> **What you are asked to do**
Print the entries below word for word, starting at the first one and ending at the line that contains "[1109,192,1270,262]", with both ends included. Leave the pictures out.

> **The input**
::::
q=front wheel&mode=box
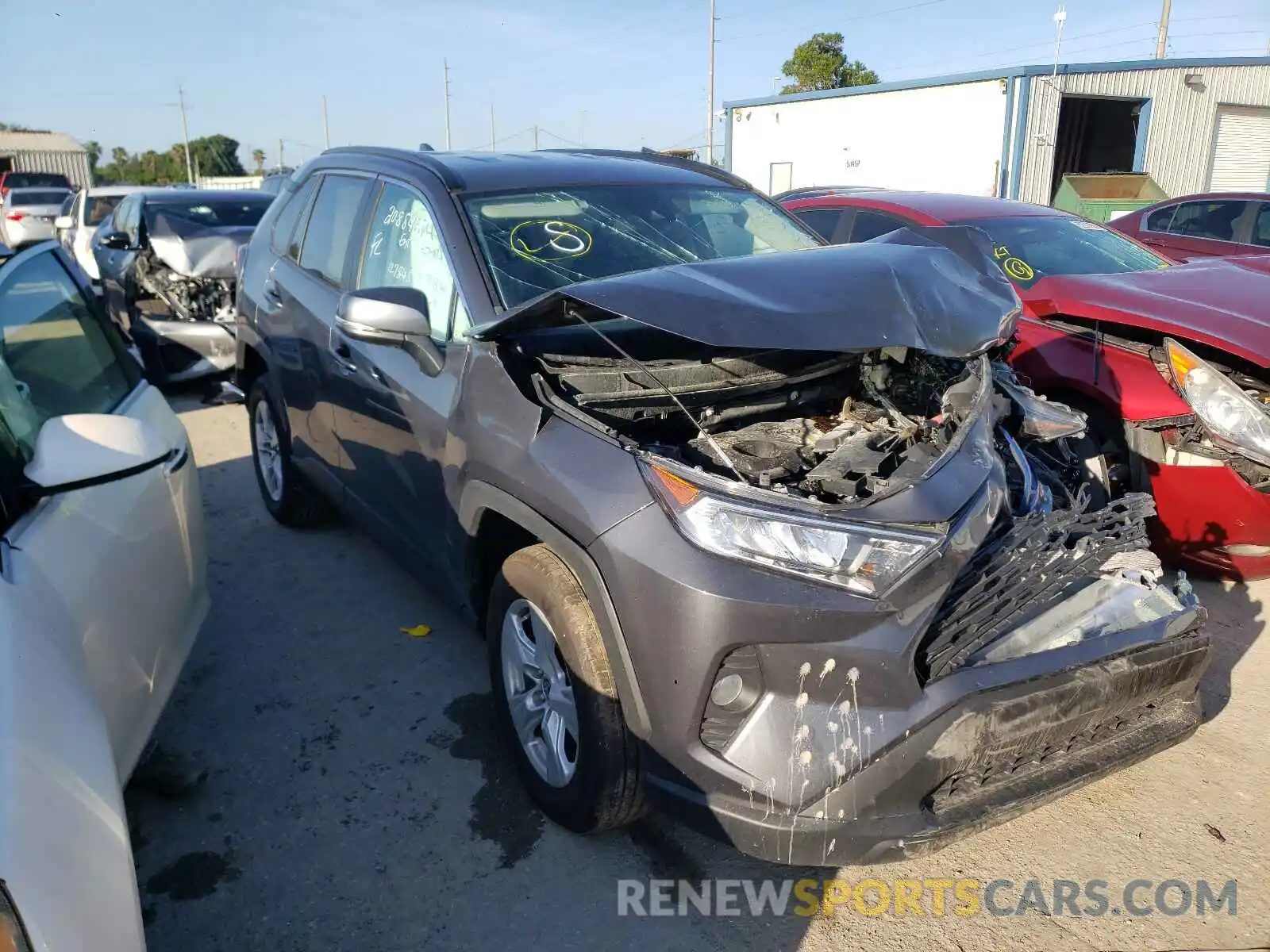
[246,374,330,528]
[487,544,643,833]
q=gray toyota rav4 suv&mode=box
[237,148,1209,865]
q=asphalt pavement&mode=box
[129,397,1270,952]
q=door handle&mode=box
[330,340,357,373]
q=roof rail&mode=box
[321,146,464,189]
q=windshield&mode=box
[9,189,70,207]
[4,171,70,188]
[146,195,271,228]
[84,195,123,227]
[464,186,821,307]
[961,214,1170,288]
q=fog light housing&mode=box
[701,645,764,753]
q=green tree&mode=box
[781,33,881,94]
[84,138,102,173]
[189,133,246,175]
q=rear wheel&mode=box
[487,544,643,833]
[246,374,332,528]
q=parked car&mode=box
[787,185,1270,579]
[0,188,70,250]
[0,244,208,952]
[90,189,273,383]
[53,186,141,294]
[237,148,1208,865]
[0,171,75,198]
[1109,192,1270,262]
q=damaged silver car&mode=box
[237,148,1209,865]
[91,189,271,382]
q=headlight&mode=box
[1164,338,1270,466]
[643,465,944,595]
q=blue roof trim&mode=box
[722,56,1270,109]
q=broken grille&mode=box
[917,493,1156,681]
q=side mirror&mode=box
[335,288,446,377]
[23,414,173,497]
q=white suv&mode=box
[0,244,208,952]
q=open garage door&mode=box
[1208,106,1270,192]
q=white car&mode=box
[53,186,141,294]
[0,188,70,249]
[0,244,208,952]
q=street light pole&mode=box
[1156,0,1173,60]
[176,85,194,186]
[706,0,715,165]
[441,60,449,152]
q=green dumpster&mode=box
[1054,171,1168,221]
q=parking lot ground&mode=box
[129,398,1270,952]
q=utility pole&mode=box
[706,0,716,165]
[441,60,449,152]
[1156,0,1173,60]
[176,85,194,186]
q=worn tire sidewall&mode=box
[246,373,294,518]
[485,544,626,833]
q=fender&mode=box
[459,480,652,740]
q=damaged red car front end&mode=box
[786,192,1270,580]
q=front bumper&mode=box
[1147,462,1270,582]
[648,628,1209,866]
[129,315,235,383]
[591,474,1209,865]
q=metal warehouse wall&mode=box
[1014,65,1270,205]
[728,79,1006,195]
[0,150,93,188]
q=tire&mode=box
[246,373,332,529]
[485,544,644,834]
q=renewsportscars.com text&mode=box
[618,877,1238,918]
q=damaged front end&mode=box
[129,212,254,382]
[476,230,1208,863]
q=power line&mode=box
[719,0,948,43]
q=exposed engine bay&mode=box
[136,212,254,324]
[521,335,1084,510]
[136,250,233,324]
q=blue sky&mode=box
[0,0,1270,170]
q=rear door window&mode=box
[851,211,908,243]
[300,174,371,287]
[271,175,318,262]
[1147,205,1177,231]
[794,208,851,245]
[1253,202,1270,248]
[0,251,141,462]
[1168,202,1249,241]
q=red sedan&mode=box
[1107,192,1270,262]
[785,192,1270,579]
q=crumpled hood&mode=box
[1021,255,1270,367]
[471,226,1021,357]
[146,212,256,278]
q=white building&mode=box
[724,56,1270,205]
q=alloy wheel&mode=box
[502,598,578,789]
[252,400,282,503]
::::
> **The solution**
q=front wheel&mode=box
[246,374,330,528]
[487,544,643,833]
q=gray toyota rav4 suv&mode=box
[237,148,1209,865]
q=asphalt pavement&mode=box
[129,397,1270,952]
q=door handle&mode=box
[330,340,357,373]
q=roof rail&mode=box
[321,146,464,189]
q=windshield&mode=box
[9,189,70,207]
[4,171,70,188]
[146,195,271,228]
[84,195,123,227]
[464,186,821,307]
[961,214,1170,288]
q=fog light housing&mode=box
[701,645,764,753]
q=green tree&mode=box
[781,33,881,94]
[84,138,102,173]
[189,133,246,175]
q=rear wheel&mode=box
[487,544,643,833]
[246,374,332,528]
q=parked car&mode=box
[787,185,1270,579]
[0,188,70,250]
[0,244,208,952]
[90,189,273,383]
[53,186,141,294]
[237,148,1208,865]
[0,171,75,198]
[1109,192,1270,262]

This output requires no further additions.